*Input material*

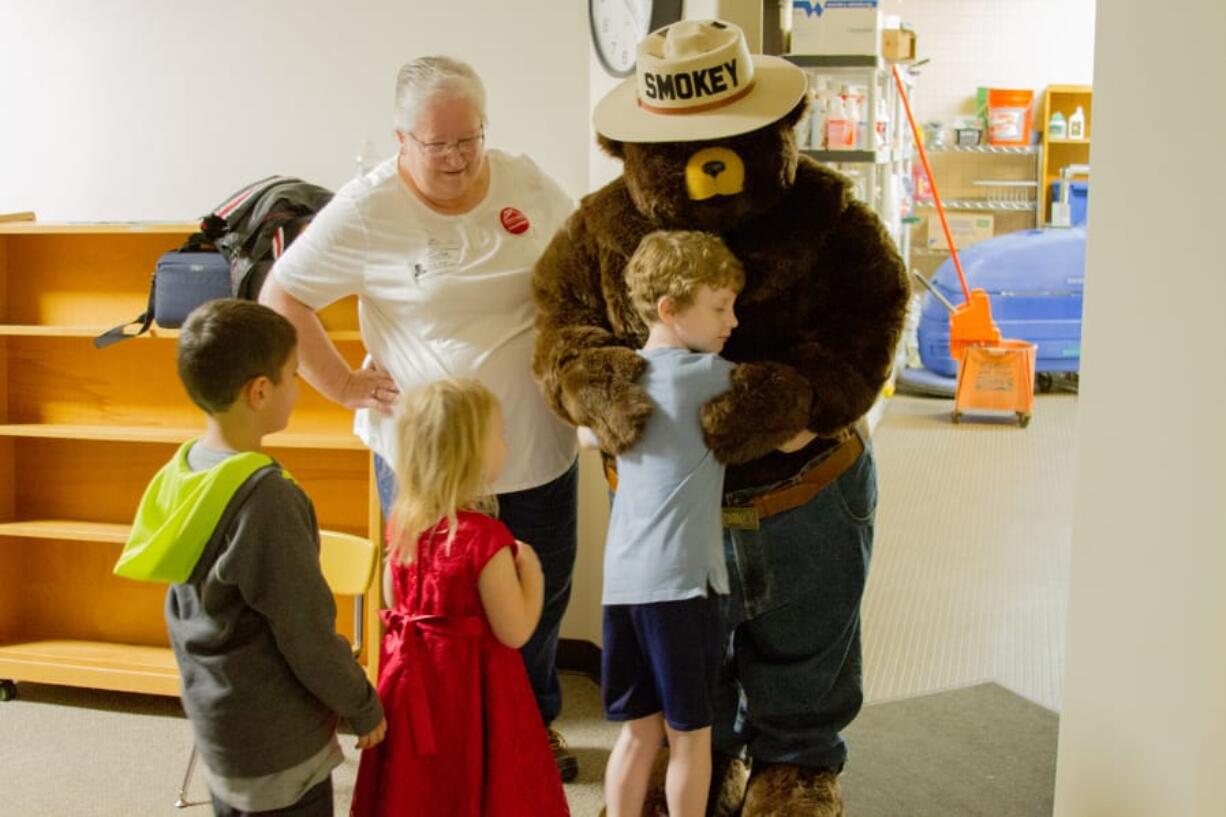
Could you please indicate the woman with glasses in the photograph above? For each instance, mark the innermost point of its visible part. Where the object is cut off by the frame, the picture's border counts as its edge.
(438, 243)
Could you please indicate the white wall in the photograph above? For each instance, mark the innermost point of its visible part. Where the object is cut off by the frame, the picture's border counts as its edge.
(1143, 730)
(156, 109)
(994, 43)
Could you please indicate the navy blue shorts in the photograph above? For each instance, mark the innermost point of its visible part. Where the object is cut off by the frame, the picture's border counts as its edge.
(662, 656)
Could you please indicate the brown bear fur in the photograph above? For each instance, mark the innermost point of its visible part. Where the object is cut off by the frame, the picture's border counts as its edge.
(820, 313)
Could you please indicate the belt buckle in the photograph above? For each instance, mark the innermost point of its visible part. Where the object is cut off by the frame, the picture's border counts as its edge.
(741, 518)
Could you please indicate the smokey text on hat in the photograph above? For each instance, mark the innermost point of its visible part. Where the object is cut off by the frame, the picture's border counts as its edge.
(687, 85)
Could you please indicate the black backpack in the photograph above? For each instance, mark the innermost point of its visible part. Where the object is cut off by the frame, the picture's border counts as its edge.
(254, 227)
(245, 234)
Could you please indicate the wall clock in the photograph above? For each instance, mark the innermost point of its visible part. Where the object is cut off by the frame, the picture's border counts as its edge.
(618, 26)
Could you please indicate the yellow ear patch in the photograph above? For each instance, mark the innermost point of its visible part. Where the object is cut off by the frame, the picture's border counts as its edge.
(714, 172)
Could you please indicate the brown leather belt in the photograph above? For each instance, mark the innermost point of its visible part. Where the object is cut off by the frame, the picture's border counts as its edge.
(749, 514)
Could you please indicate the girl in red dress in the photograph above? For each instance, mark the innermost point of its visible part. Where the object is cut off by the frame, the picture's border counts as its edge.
(465, 736)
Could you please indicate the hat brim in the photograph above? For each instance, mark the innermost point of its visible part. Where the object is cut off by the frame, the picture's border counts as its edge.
(777, 87)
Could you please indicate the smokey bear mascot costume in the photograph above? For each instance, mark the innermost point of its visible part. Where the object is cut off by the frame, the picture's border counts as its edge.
(706, 136)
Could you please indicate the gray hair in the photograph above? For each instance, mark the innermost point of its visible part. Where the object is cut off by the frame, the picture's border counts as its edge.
(432, 77)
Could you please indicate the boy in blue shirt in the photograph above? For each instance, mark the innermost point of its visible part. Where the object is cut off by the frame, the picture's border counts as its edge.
(663, 558)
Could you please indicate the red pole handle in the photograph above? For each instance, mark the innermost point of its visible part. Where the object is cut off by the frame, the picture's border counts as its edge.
(932, 182)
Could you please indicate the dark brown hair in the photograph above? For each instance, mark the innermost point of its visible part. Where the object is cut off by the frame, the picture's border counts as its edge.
(227, 342)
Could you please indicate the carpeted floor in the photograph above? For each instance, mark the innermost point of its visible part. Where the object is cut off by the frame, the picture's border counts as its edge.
(967, 585)
(978, 751)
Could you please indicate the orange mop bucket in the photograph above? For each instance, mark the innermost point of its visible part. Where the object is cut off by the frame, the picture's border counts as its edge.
(992, 373)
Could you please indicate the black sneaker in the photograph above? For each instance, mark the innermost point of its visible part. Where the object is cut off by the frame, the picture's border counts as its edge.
(568, 764)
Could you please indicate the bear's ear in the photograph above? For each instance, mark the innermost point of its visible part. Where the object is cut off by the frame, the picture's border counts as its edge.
(795, 114)
(613, 147)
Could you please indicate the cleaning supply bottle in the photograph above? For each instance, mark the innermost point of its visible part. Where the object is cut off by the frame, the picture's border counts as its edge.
(837, 125)
(820, 106)
(1077, 124)
(883, 122)
(1057, 128)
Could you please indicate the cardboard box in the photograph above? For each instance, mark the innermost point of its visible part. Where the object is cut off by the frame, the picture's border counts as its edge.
(966, 228)
(836, 27)
(899, 44)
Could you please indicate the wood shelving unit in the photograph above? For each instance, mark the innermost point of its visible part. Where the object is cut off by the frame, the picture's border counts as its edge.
(83, 429)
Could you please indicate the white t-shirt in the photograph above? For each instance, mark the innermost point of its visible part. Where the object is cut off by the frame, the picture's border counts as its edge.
(444, 296)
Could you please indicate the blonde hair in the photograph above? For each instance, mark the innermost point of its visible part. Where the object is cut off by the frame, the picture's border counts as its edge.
(443, 428)
(676, 264)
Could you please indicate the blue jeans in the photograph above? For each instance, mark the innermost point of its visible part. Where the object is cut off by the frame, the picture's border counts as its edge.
(546, 518)
(792, 678)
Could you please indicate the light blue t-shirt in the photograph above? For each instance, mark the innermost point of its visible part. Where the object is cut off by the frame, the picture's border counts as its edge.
(665, 540)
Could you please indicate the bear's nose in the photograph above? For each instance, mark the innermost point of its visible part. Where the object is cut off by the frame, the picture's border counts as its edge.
(714, 172)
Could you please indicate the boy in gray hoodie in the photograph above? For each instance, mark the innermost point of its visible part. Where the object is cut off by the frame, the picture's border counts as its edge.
(265, 676)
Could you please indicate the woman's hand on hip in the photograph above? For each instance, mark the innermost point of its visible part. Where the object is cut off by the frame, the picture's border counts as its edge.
(370, 388)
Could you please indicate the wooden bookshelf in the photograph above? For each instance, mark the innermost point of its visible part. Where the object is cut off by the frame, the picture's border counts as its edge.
(83, 429)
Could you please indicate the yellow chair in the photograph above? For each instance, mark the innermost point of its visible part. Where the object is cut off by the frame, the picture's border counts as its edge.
(348, 566)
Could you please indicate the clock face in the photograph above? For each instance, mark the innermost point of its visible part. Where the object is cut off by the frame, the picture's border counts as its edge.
(617, 28)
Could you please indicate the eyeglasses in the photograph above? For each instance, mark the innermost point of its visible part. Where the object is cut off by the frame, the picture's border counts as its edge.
(466, 147)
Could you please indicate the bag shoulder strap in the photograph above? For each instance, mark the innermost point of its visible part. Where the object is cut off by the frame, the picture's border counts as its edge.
(145, 319)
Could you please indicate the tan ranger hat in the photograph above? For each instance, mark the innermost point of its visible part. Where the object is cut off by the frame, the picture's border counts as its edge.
(695, 80)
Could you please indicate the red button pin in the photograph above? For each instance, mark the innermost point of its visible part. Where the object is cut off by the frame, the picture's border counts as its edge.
(514, 221)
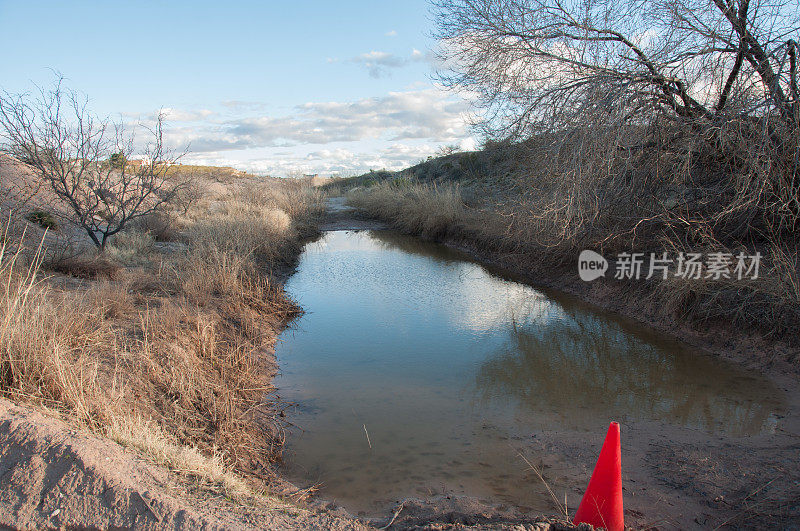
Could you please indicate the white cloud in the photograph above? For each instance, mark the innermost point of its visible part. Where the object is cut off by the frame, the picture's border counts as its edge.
(338, 160)
(179, 115)
(379, 64)
(422, 114)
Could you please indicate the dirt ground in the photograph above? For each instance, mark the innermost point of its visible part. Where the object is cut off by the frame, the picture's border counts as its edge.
(54, 475)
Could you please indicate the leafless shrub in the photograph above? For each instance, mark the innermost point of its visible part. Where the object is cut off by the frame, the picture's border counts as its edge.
(83, 160)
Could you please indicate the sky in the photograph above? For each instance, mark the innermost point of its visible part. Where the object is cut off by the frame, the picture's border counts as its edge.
(280, 88)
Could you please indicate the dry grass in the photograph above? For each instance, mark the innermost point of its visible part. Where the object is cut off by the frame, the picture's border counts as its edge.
(416, 208)
(171, 353)
(633, 188)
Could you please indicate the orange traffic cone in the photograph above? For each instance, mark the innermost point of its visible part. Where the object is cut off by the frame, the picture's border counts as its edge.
(601, 505)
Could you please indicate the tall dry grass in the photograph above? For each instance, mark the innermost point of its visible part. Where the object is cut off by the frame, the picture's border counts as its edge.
(637, 188)
(171, 355)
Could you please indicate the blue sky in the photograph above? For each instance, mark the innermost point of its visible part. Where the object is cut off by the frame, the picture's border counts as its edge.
(274, 87)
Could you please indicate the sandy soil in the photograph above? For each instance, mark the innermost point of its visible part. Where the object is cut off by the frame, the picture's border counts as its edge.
(53, 476)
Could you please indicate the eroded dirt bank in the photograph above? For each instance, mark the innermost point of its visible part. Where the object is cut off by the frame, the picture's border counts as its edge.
(675, 477)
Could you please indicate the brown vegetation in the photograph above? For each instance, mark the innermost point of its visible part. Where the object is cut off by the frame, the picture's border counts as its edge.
(168, 348)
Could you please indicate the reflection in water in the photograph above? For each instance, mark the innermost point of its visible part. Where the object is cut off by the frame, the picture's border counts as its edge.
(448, 366)
(574, 370)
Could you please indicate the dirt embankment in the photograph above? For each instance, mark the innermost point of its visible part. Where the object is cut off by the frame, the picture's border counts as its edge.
(53, 475)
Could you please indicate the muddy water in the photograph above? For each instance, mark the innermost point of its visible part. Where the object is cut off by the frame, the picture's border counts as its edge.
(416, 372)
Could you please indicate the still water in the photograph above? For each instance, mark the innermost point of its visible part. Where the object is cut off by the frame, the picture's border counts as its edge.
(416, 372)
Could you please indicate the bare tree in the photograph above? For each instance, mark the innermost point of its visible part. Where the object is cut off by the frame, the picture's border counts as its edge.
(70, 151)
(534, 64)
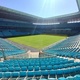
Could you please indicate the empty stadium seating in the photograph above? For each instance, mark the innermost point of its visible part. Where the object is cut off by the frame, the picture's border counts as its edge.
(37, 67)
(9, 49)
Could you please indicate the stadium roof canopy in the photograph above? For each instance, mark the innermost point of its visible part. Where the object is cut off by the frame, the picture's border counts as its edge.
(8, 13)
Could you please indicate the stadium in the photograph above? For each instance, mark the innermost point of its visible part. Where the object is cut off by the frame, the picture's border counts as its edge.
(36, 48)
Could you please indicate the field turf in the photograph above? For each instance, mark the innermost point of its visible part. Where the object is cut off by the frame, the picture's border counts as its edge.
(37, 41)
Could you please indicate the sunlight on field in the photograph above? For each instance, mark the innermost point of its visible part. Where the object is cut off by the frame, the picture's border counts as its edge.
(37, 41)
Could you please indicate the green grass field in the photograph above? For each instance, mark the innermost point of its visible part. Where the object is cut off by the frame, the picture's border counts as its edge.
(37, 41)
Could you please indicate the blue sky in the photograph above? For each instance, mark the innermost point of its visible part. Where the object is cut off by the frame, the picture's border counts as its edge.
(42, 8)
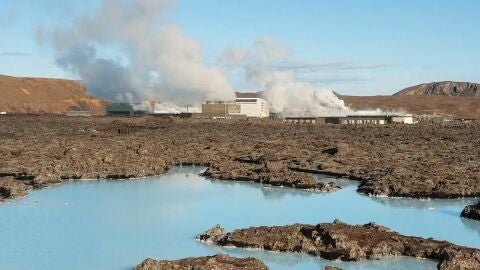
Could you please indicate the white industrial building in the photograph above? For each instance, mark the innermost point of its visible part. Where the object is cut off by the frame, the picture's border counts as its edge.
(403, 119)
(253, 107)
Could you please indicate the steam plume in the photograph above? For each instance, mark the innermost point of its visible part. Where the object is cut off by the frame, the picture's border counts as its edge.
(285, 94)
(150, 59)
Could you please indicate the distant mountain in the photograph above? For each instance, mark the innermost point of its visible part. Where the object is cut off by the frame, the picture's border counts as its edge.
(464, 89)
(450, 106)
(41, 95)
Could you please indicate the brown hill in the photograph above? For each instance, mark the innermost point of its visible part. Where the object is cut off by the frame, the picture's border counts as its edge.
(452, 106)
(464, 89)
(41, 95)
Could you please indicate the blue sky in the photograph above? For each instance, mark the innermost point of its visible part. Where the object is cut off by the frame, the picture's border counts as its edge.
(366, 47)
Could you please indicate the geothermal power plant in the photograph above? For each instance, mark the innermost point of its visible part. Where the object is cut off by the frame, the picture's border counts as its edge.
(248, 105)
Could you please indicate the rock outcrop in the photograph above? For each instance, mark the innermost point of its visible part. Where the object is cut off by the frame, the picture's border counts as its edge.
(447, 88)
(217, 262)
(406, 161)
(44, 95)
(471, 211)
(340, 241)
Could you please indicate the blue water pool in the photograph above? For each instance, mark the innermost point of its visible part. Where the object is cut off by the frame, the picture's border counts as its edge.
(116, 224)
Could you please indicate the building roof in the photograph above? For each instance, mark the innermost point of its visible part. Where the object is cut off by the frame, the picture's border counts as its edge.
(249, 95)
(115, 107)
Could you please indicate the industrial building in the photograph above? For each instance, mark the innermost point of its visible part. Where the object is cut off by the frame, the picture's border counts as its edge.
(365, 120)
(354, 120)
(78, 113)
(403, 119)
(253, 107)
(313, 120)
(220, 109)
(119, 109)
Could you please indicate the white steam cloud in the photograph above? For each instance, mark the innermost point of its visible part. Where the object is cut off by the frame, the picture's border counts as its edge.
(285, 94)
(147, 57)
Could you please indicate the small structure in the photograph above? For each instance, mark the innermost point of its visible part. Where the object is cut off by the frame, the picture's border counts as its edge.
(402, 119)
(364, 120)
(253, 107)
(119, 109)
(79, 113)
(220, 109)
(313, 120)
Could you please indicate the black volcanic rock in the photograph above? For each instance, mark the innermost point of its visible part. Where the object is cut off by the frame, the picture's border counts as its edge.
(340, 241)
(217, 262)
(447, 88)
(471, 211)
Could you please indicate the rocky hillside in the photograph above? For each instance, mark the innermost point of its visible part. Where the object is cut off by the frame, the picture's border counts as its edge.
(447, 88)
(449, 106)
(40, 95)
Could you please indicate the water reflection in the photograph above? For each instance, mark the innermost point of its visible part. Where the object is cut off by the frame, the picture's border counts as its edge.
(279, 260)
(159, 217)
(429, 204)
(471, 225)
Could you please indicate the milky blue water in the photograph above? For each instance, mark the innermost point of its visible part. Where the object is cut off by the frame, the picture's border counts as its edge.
(116, 224)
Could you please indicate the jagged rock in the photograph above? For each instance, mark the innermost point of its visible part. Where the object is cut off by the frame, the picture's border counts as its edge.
(471, 211)
(389, 160)
(217, 262)
(332, 268)
(212, 234)
(345, 242)
(11, 188)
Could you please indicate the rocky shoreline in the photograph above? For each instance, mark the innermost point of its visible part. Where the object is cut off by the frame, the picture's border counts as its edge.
(341, 241)
(471, 211)
(403, 161)
(219, 262)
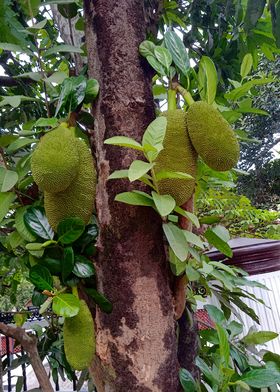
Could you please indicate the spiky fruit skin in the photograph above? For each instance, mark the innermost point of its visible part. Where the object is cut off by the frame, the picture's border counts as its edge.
(178, 155)
(212, 136)
(78, 198)
(79, 338)
(55, 161)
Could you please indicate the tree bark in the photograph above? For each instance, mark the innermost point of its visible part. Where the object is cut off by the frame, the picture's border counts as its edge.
(136, 343)
(29, 344)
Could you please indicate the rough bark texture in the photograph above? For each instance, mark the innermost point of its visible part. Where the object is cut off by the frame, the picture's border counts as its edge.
(136, 343)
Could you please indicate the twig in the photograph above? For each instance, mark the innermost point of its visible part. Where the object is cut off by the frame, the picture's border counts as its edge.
(29, 344)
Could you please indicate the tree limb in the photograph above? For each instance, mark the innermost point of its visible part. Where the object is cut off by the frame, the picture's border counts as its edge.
(29, 344)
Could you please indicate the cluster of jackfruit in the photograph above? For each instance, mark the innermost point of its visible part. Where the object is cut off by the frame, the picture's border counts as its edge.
(79, 338)
(63, 167)
(200, 131)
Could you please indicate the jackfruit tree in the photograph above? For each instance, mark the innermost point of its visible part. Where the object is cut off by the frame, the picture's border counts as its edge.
(106, 150)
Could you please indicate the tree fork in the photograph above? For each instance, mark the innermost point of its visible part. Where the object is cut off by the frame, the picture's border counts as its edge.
(136, 343)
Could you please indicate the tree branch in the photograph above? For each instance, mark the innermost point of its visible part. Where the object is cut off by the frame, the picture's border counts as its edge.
(29, 344)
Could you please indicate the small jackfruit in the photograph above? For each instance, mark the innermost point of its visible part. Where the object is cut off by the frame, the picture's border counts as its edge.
(55, 161)
(212, 136)
(78, 198)
(79, 338)
(178, 155)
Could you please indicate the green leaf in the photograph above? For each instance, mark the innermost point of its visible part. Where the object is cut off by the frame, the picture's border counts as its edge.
(36, 221)
(165, 204)
(70, 229)
(169, 174)
(69, 11)
(154, 136)
(66, 305)
(124, 141)
(104, 304)
(46, 122)
(262, 377)
(118, 174)
(214, 239)
(254, 11)
(239, 92)
(246, 65)
(15, 48)
(223, 344)
(6, 199)
(137, 169)
(92, 90)
(135, 199)
(176, 239)
(83, 267)
(207, 79)
(260, 337)
(61, 48)
(41, 278)
(189, 215)
(163, 56)
(178, 51)
(215, 314)
(177, 266)
(68, 262)
(193, 239)
(158, 67)
(20, 143)
(187, 381)
(21, 227)
(146, 48)
(8, 179)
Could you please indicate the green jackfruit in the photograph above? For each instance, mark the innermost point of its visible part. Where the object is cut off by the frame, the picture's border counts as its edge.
(178, 155)
(79, 338)
(78, 198)
(212, 136)
(55, 161)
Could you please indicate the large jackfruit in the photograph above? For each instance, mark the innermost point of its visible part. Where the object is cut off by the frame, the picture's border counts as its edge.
(178, 155)
(212, 136)
(79, 338)
(78, 198)
(55, 161)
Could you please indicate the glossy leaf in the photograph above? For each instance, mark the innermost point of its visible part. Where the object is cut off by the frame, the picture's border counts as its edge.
(41, 278)
(207, 79)
(146, 48)
(215, 240)
(6, 199)
(124, 141)
(246, 65)
(165, 204)
(259, 337)
(163, 56)
(154, 136)
(138, 169)
(68, 262)
(36, 221)
(70, 229)
(178, 51)
(66, 305)
(83, 267)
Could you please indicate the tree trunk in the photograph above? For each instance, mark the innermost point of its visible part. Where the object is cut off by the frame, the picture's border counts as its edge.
(136, 343)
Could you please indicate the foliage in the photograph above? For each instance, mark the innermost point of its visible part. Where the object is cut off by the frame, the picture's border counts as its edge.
(224, 41)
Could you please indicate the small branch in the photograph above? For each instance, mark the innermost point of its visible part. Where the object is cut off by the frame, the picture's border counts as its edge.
(29, 344)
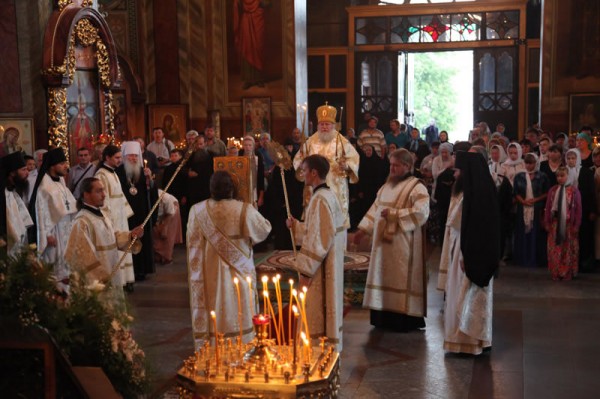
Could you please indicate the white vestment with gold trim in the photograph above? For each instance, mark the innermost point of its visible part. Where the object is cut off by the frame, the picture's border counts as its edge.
(322, 237)
(220, 235)
(468, 307)
(396, 281)
(117, 209)
(337, 179)
(54, 210)
(17, 222)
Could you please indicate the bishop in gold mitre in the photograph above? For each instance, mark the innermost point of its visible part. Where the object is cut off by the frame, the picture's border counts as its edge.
(342, 156)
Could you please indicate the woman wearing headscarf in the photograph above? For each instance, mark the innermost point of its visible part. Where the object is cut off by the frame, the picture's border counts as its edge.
(497, 158)
(562, 220)
(530, 190)
(514, 164)
(583, 143)
(554, 161)
(583, 179)
(470, 257)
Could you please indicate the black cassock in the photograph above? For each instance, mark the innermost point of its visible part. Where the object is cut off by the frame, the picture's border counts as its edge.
(141, 202)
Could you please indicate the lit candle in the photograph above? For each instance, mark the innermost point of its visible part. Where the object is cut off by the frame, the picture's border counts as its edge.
(290, 311)
(279, 305)
(272, 313)
(251, 295)
(265, 279)
(303, 312)
(237, 289)
(213, 315)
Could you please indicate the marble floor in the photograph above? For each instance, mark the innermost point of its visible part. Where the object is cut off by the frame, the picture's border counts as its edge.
(545, 342)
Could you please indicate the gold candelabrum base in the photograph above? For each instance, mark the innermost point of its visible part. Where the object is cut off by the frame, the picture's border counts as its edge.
(260, 369)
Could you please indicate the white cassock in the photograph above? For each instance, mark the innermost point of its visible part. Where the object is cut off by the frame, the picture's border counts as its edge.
(397, 280)
(220, 235)
(322, 257)
(54, 209)
(117, 209)
(468, 307)
(17, 222)
(334, 151)
(93, 245)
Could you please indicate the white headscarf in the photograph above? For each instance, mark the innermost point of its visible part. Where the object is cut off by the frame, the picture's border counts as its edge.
(509, 161)
(573, 171)
(495, 166)
(132, 147)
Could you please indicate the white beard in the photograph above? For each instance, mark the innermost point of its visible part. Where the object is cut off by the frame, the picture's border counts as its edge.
(133, 171)
(327, 137)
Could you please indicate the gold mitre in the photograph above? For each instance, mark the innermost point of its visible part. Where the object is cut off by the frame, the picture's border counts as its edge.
(326, 113)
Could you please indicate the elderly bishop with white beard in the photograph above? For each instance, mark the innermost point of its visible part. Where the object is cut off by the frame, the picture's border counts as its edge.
(343, 158)
(141, 193)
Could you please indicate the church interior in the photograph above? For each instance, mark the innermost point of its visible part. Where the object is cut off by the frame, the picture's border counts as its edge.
(78, 72)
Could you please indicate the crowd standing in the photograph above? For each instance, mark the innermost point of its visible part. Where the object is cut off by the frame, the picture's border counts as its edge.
(486, 201)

*Challenge*
Transcribe exactly, and only, the lines from the one bearing "Could you please indicate the elderly" through the last line of the entries, counting both.

*Exercise output*
Could you please indicate the elderly bishop with white beard in the photograph above? For each instance, mark the innermost point of its visible part. Where the object is cut off by the frame, the picture's border counts as its edge.
(343, 158)
(141, 193)
Could you please indicate the church interior in the photograph above? For each instance, mark the innermost point of its visible part. Where the object is cut off by the frame, the picture's border counts as its edge.
(78, 72)
Could you please indicate the crowd standing in the photograph above? For each instance, mark the innermost point of its visible part. Where the object is cut off by the frame, the picture's border counts as its edge.
(486, 201)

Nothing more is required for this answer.